#### [Collected data]
»»

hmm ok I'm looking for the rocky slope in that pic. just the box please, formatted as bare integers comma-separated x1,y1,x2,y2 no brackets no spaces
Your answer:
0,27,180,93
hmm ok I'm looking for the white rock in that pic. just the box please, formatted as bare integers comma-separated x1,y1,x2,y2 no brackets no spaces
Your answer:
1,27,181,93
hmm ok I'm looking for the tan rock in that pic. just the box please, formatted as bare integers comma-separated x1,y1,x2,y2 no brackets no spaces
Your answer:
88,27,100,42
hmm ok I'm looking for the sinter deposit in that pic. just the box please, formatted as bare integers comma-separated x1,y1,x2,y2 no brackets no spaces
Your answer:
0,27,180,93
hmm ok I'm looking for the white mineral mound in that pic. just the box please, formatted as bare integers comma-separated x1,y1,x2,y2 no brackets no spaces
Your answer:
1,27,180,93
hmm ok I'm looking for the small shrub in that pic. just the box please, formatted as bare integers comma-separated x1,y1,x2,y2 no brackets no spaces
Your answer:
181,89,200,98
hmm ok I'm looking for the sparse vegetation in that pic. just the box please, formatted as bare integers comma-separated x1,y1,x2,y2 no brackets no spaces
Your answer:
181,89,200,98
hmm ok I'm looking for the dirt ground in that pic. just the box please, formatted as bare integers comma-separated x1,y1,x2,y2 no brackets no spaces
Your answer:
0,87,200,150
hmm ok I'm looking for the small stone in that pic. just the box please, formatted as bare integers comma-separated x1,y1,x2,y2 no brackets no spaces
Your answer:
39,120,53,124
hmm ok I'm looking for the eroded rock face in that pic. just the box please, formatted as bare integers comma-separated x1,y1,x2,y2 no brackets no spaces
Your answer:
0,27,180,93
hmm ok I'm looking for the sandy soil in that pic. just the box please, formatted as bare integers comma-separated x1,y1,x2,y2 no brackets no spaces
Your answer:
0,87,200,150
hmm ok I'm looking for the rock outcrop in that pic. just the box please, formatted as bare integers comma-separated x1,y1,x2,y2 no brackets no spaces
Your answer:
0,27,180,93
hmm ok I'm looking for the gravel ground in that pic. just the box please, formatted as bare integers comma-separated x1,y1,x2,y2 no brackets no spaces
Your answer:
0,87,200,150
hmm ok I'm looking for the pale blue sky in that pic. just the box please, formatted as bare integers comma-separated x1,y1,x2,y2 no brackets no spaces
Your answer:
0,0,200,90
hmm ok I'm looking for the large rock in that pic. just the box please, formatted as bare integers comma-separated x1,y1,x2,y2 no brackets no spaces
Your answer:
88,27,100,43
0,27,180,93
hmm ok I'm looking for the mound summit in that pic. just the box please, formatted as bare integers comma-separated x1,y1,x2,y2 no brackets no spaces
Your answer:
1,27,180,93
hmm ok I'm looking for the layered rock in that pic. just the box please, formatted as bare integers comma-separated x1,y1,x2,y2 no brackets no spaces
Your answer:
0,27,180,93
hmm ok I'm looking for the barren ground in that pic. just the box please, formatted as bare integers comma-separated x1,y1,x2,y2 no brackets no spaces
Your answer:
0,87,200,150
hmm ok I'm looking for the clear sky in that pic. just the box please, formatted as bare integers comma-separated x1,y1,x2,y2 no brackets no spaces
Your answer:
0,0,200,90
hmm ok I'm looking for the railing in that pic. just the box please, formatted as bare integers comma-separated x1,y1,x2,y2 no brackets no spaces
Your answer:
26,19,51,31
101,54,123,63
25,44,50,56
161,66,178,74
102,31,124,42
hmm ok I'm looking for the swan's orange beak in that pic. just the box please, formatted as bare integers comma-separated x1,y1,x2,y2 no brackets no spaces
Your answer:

««

#### [Try it]
Using the data above, work out how many lines include the word "ground" and give only that number.

#### [Written solution]
3